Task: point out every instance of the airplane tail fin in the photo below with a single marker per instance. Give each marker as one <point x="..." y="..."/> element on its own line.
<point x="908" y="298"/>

* * *

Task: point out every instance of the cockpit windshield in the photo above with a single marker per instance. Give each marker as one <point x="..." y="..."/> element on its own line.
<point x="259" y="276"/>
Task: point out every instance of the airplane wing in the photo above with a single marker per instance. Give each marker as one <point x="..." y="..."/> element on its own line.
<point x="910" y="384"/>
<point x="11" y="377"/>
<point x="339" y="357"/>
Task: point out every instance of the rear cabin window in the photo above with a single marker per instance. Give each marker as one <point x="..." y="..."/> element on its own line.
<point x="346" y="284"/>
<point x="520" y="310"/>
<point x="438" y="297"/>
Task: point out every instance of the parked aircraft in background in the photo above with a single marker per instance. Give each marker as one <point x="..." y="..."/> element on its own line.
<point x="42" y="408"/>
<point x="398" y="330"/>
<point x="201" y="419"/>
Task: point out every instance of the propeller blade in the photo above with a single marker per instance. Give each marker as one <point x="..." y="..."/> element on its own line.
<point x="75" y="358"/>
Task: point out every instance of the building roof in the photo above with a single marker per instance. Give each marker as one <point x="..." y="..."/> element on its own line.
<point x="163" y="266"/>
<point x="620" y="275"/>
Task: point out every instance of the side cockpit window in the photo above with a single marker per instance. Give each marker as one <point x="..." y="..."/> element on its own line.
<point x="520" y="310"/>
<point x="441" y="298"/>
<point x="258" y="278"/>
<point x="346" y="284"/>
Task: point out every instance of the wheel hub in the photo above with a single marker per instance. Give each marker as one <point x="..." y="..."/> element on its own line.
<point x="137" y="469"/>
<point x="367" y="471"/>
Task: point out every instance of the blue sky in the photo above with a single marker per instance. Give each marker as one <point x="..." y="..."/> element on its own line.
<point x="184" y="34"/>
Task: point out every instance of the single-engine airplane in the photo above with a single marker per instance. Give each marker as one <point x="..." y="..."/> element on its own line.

TASK TO CARRY OUT: Rescale the part of the data that opens with the line containing "Task: point out every instance of the propeller" and closes with the line containing "Task: point out every instance of the single-engine", both lines included, and give only that part. Reproduce every line with the requests unchanged, multiplying each x and y coordinate in the answers by 1.75 and rounding to whole numbers, with halves rounded up.

RESULT:
Task: point out every instance of the propeller blade in the photo above with a single marker per instance. Give each marker as one <point x="..." y="..."/> element on its own line.
<point x="131" y="627"/>
Task: point out every instance of the building roof in the photo above with a single marker per instance. Give each marker as one <point x="..." y="..."/> element on its own line.
<point x="285" y="466"/>
<point x="1085" y="481"/>
Task: point out every instance of the side cockpit window in the photo above with a single marker per instance. Give each marker as one <point x="..." y="..."/> element on its own line.
<point x="910" y="543"/>
<point x="772" y="522"/>
<point x="452" y="487"/>
<point x="606" y="497"/>
Task: point out every instance of the wheel hub in the photo above with a single marker per instance. Give each marker as one <point x="..." y="..."/> element on its own line.
<point x="240" y="821"/>
<point x="642" y="824"/>
Task: point out every instance of the blue sky in the photo above with a single marker per instance. Give each marker as one <point x="..." y="..."/> element on its own line.
<point x="322" y="60"/>
Task: point out every instance of the single-engine airplane in the photo above with a single marker per instance. Give each marker as one <point x="..." y="..."/> element on its own line.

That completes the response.